_DOCUMENT SEGMENT_
>>>>>

Publisher Canada: Immigration and Refugee Board of Canada
Author Research Directorate, Immigration and Refugee Board of Canada, Ottawa
Publication Date 17 February 2006
Citation / Document Symbol MDA100694.E
Reference 2
Cite as Canada: Immigration and Refugee Board of Canada, Moldova: Victims of organized crime and state protection available to them; corrupt police in organized crime and reports of organized crime targeting police; state protection available to former organized crime members who leave the organized crime "ring" (2000-2006), 17 February 2006, MDA100694.E, available at: [accessed 21 May 2023]
DisclaimerThis is not a UNHCR publication. UNHCR is not responsible for, nor does it necessarily endorse, its content. Any views expressed are solely those of the author or publisher and do not necessarily reflect those of UNHCR, the United Nations or its Member States.

Organized Crime in Moldova

There have been a number of reports in 2005 and 2006 on the presence of organized crime in Moldova (RFE/RL 10 Apr. 2005; ibid. 26 Jan. 2005; Reuters 30 Nov. 2005; AP 10 Feb. 2006; BNS 17 Jan. 2006), and in the country's "breakaway territory" (IOM and SIDA 2003, 4) of Transdniester in particular (SAIS Review 2005, 71; BBC 2 Sept. 2005).

Transdniester has been described as a "mafia-run fiefdom" (IWPR 3 Nov. 2004), a "focal point of major smuggling rings" (Reuters 30 Nov. 2005), a "centre for a network of international organised crime" (BBC 2 Sept. 2005), and a "lawless weapons supermarket ... a hive of local, Russian and Ukrainian organized crime syndicates" (SAIS Review 2005, 72). Illegal activities, such as money laundering (IWPR 3 Nov. 2004) and the smuggling of alcohol, tobacco, drugs, human beings (BBC 2 Sept. 2005; SAIS Review 2005, 71) and illegal weapons (BBC 2 Sept. 2005; IWPR 3 Nov. 2004) are reportedly conducted "very easily and with impunity" (ibid.) within the region.

Moldova is recognized as a major source country for trafficking in persons (OSCE Dec. 2003, 9; Trafficking in Persons Report 3 June 2005). Trafficking in persons is generally linked to sexual exploitation (ibid.; OSCE Dec. 2003, 9); however there have been reports of trafficking in persons for the purposes of labour exploitation (Trafficking in Persons Report 3 June 2005), as well as organ trafficking (RFE/RL 16 July 2003), which has become a "hugely profitable business for organized crime" (ibid.).

The Police and Organized Crime

Corruption among public officials (ABA and CEELI June 2005, 36), including the police (Country Reports 2004 28 Feb. 2005, Sec. 1.d; INCSR Mar. 2005, Vol. 1, Sec. 3), is recognized as a problem in Moldova. According to the director of the Transnational Crime and Corruption Center (TraCCC) at American University in Washington, DC,

[t]here is extensive corruption of every aspect of law enforcement in [Moldova] ... [including] the border guards. There are links to organized crime. The problem of Transdneister adjoining Moldova only makes everything more difficult as this is a haven for crime (11 Feb. 2006).

<<<<<

_INSTRUCTION 1_
In the document on organized crime in Moldova, rewrite the passage from "Transdniester has been" to "within the region.", putting "Transnistria" in place of "Transdniester".
_INSTRUCTION 2_
Translate this sentence from the document on organized crime in Moldova into French: "Moldova is recognized as a major source country for trafficking in persons (OSCE Dec. 2003, 9; Trafficking in Persons Report 3 June 2005)."
_INSTRUCTION 3_
Carry on the document on organized crime in Moldova from its last sentence.

_SUPPLIED MATERIAL_
>>>>>

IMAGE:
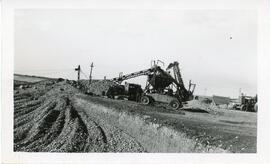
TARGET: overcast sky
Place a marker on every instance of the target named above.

<<<<<

_WRITTEN RESPONSE 1_
Transnistria has been described as a "mafia-run fiefdom" (IWPR 3 Nov. 2004), a "focal point of major smuggling rings" (Reuters 30 Nov. 2005), a "centre for a network of international organised crime" (BBC 2 Sept. 2005), and a "lawless weapons supermarket ... a hive of local, Russian and Ukrainian organized crime syndicates" (SAIS Review 2005, 72). Illegal activities, such as money laundering (IWPR 3 Nov. 2004) and the smuggling of alcohol, tobacco, drugs, human beings (BBC 2 Sept. 2005; SAIS Review 2005, 71) and illegal weapons (BBC 2 Sept. 2005; IWPR 3 Nov. 2004) are reportedly conducted "very easily and with impunity" (ibid.) within the region.

_WRITTEN RESPONSE 2_
La Moldavie est reconnue comme un important pays d'origine de la traite des personnes (OSCE déc. 2003, 9 ; Trafficking in Persons Report 3 juin 2005).

_WRITTEN RESPONSE 3_
The 2005 International Narcotics Control Strategy Report (INCSR) noted that corruption in Moldova's Customs Department and in the country's police force has created "opportunities for drug trafficking" (Mar. 2005, Vol.1, Sec.3).

Corruption is also thought by some to play a part in Moldova's problem of trafficking in persons (ABA and CEELI June 2005, 37). There have been cases of Moldovan public officials receiving bribes (ibid.; TI 2002, 51) and directly participating in trafficking activities (ibid.; Country Reports 2004 28 Feb. 2005, Sec. 5). Both low- and high-level officials have allegedly been involved in trafficking crimes, or have "routinely turned a blind eye" to such crimes (ibid.). It is thought that the number of investigations by Moldova's Anti-Trafficking Unit has been limited, at times, as a result of "pressure from complicit officials at higher levels" (Trafficking in Persons Report 3 June 2005).

In November 2005, Moldova's President Voronin urged employees of the country's Centre for Combating Economic Crime and Corruption to be more persistent in fighting "'corruption among heads of ministries and departments, supervisory and law enforcement bodies, as well as parliamentary structures'" (Infotag 10 Nov. 2005).

However, by mid-2005, government efforts that had been made to fight corruption in the country had not been effective (Freedom House 2005; ABA and CEELI June 2005, 38). This lack of success has been attributed to the dearth of public education in Moldova concerning corruption, as well as the country's prevalence of economic and social problems (ibid.).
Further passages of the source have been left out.